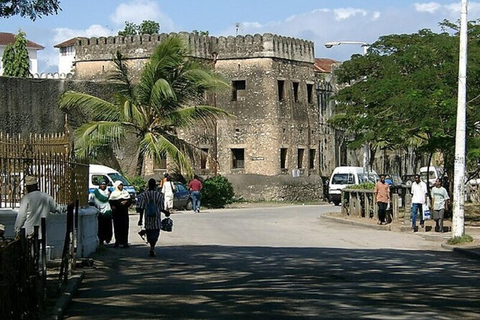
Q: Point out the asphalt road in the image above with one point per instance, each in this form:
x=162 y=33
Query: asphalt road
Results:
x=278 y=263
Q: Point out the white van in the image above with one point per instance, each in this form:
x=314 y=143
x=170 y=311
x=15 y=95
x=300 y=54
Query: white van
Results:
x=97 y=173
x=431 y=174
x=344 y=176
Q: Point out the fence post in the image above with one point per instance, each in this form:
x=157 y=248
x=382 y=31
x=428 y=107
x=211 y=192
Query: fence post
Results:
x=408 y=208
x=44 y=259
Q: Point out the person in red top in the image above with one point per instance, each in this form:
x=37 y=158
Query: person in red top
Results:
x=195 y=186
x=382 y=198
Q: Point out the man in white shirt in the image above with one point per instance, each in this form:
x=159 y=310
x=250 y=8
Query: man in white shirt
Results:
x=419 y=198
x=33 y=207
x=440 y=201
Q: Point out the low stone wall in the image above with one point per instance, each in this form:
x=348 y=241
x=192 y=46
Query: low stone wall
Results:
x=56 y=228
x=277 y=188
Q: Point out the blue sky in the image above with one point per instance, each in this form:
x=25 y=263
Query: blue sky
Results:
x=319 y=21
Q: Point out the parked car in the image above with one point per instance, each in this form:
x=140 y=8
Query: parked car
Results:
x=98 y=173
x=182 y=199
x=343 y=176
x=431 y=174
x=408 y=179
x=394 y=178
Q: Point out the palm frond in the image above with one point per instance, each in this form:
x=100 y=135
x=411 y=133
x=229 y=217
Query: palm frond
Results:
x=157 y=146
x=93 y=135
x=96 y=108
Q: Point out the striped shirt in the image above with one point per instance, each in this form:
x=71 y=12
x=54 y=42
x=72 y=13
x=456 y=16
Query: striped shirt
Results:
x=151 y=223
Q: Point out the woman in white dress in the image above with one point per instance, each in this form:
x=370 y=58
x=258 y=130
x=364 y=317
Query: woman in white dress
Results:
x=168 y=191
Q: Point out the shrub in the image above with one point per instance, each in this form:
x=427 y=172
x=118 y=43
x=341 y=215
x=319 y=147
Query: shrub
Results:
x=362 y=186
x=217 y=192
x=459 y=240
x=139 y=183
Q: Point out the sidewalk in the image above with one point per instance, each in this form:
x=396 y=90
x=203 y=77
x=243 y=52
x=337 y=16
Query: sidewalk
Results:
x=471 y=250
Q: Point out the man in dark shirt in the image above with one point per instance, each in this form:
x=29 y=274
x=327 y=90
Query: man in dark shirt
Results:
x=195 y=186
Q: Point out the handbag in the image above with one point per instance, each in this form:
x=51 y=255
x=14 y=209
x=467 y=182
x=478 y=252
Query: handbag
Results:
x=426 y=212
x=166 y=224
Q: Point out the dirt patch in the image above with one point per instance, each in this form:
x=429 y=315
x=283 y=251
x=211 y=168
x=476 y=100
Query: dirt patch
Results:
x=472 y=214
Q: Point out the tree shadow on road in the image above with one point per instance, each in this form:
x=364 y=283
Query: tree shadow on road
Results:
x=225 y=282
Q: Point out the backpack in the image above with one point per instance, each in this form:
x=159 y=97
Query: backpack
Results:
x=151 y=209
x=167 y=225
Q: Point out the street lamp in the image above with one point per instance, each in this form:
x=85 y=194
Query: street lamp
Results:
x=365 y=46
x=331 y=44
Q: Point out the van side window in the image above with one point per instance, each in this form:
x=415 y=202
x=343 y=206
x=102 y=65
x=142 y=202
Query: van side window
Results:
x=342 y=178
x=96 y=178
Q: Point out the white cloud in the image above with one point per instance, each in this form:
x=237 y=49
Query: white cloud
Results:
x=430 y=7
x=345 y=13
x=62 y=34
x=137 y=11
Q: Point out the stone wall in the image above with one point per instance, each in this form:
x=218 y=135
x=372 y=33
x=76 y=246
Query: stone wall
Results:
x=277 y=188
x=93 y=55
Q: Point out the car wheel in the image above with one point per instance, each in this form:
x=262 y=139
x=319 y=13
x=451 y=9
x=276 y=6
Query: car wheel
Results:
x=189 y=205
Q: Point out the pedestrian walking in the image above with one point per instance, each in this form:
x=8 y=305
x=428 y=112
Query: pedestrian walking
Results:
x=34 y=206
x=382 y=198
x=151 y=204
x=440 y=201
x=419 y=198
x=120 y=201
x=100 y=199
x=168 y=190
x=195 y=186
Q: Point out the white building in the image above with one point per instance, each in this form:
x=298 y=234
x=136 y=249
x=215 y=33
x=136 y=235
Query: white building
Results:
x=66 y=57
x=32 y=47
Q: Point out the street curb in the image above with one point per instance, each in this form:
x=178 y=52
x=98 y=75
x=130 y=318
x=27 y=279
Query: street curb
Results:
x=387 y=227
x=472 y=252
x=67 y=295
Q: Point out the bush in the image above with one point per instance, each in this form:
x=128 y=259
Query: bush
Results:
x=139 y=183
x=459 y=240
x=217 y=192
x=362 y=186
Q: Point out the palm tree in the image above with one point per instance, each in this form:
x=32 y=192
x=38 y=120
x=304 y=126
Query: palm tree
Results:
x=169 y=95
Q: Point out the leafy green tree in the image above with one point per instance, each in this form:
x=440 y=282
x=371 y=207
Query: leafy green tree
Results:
• • • •
* _DIRECTIONS_
Retype the data above as given, letting no picture into the copy.

* _REPLY TO THE EXERCISE_
Q: Point out the asphalt road in the image above with one point per instance, each in this form:
x=162 y=33
Query: asphalt road
Results:
x=278 y=263
Q: Point out the white van in the image above with one point per instance, each in this form:
x=314 y=143
x=170 y=311
x=15 y=95
x=300 y=54
Query: white van
Results:
x=97 y=173
x=431 y=174
x=344 y=176
Q: Point out the fence post in the image above with one point per instance, each in this form:
x=157 y=248
x=382 y=31
x=428 y=107
x=211 y=192
Query: fence post
Results:
x=408 y=208
x=44 y=259
Q: Point out the person in red top in the image above with one point per instance, each in this form:
x=37 y=158
Query: person in red top
Results:
x=195 y=186
x=382 y=198
Q: Point out the man in white shirt in the image above with one point per instance, each in this form:
x=159 y=310
x=250 y=8
Query: man in white shirt
Results:
x=419 y=198
x=33 y=207
x=440 y=201
Q: Point out the low stone wall in the image above with one point per instance, each in this form:
x=348 y=241
x=192 y=46
Query: low stone wall
Results:
x=56 y=228
x=277 y=188
Q: Point out the blue sky in the image above with one point per instance, each in this form:
x=25 y=263
Query: blue sky
Results:
x=319 y=21
Q: Point out the parked car in the image above with one point per instance, each in this form:
x=140 y=8
Query: parked car
Results:
x=98 y=173
x=182 y=199
x=343 y=176
x=431 y=174
x=408 y=179
x=394 y=178
Q: Point out the palm frond in the image above with one point per instance, each in this form:
x=100 y=135
x=411 y=133
x=229 y=217
Query: palm frond
Results:
x=157 y=146
x=93 y=135
x=96 y=108
Q: Point out the striped shirt in the image above with one point per instance, each in this form:
x=71 y=12
x=54 y=42
x=72 y=13
x=456 y=16
Query: striped shirt
Results:
x=151 y=223
Q: Point out the woman in white dress in the image above with one point per instance, each in this form:
x=370 y=58
x=258 y=130
x=364 y=317
Query: woman in white dress
Results:
x=168 y=191
Q: Point out the shrub in the image above with one point per instance, each in this form:
x=427 y=172
x=118 y=43
x=341 y=215
x=319 y=147
Query: shrub
Results:
x=362 y=186
x=217 y=192
x=459 y=240
x=139 y=183
Q: Point out the sidewalk in the image above with one point per instance, each in this form:
x=396 y=90
x=203 y=77
x=243 y=52
x=337 y=16
Query: sidewalk
Results:
x=471 y=250
Q: Point out the man in dark shirt in the image above with one point per instance, each in this form:
x=29 y=274
x=327 y=90
Query: man in dark shirt
Results:
x=195 y=186
Q: Point out the handbag in the image above with one point per instance, each in this form:
x=51 y=255
x=14 y=209
x=467 y=182
x=478 y=252
Query: handbag
Results:
x=426 y=212
x=166 y=224
Q: Point out the dirt patch in the image above with one point per instance, each in this form:
x=429 y=315
x=283 y=251
x=211 y=168
x=476 y=100
Query: dirt patch
Results:
x=472 y=214
Q: Point out the tree shadow on road in the image above with one point per instance, each in this form:
x=364 y=283
Query: tree shadow on road
Results:
x=225 y=282
Q: Point out the backpack in the image above with one point per instance, each in this form:
x=159 y=97
Query: backpack
Results:
x=151 y=209
x=167 y=225
Q: Point out the street lamp in the image above with one point per instance, each in this form:
x=85 y=194
Query: street lamp
Results:
x=365 y=46
x=331 y=44
Q: Point out the van side window in the image above with one point per instance, each in this form:
x=415 y=202
x=343 y=206
x=102 y=65
x=142 y=202
Query: van side window
Results:
x=342 y=178
x=96 y=178
Q: Point out the white cloud in the image above with one point per instance, each in this form:
x=237 y=49
Query: white cloud
Results:
x=430 y=7
x=345 y=13
x=62 y=34
x=137 y=11
Q: Point out the stone wall in the image above with one point per instance, each in this form:
x=218 y=135
x=372 y=33
x=76 y=246
Query: stone wall
Results:
x=277 y=188
x=93 y=55
Q: Point out the car wheel in the image above with one point per instance, each in this form:
x=262 y=139
x=319 y=13
x=451 y=9
x=276 y=6
Query: car wheel
Results:
x=189 y=205
Q: Point out the pedestrian walking in the image above with one point per instance, each in this form:
x=8 y=305
x=428 y=112
Query: pedestrian walking
Results:
x=34 y=206
x=382 y=198
x=151 y=204
x=440 y=201
x=419 y=198
x=120 y=201
x=100 y=199
x=168 y=190
x=195 y=186
Q: Point out the white building in the image above with one point per instance, each in this form:
x=298 y=234
x=136 y=249
x=215 y=33
x=136 y=235
Query: white building
Results:
x=66 y=57
x=32 y=47
Q: Point out the street curb in the image above with one point per instance, each in this form:
x=178 y=52
x=98 y=75
x=130 y=318
x=27 y=279
Query: street curb
Results:
x=387 y=227
x=472 y=252
x=67 y=295
Q: Point out the bush in the image above with one point per instance, each in this form:
x=128 y=259
Query: bush
Results:
x=139 y=183
x=459 y=240
x=217 y=192
x=362 y=186
Q: Point out the palm tree in the image above with one point per instance, each in this form:
x=32 y=192
x=38 y=120
x=304 y=126
Query: palm tree
Results:
x=169 y=95
Q: Point out the leafy green tree in the image above with one point per instance, each in this form:
x=440 y=282
x=371 y=207
Query: leafy green tree
Results:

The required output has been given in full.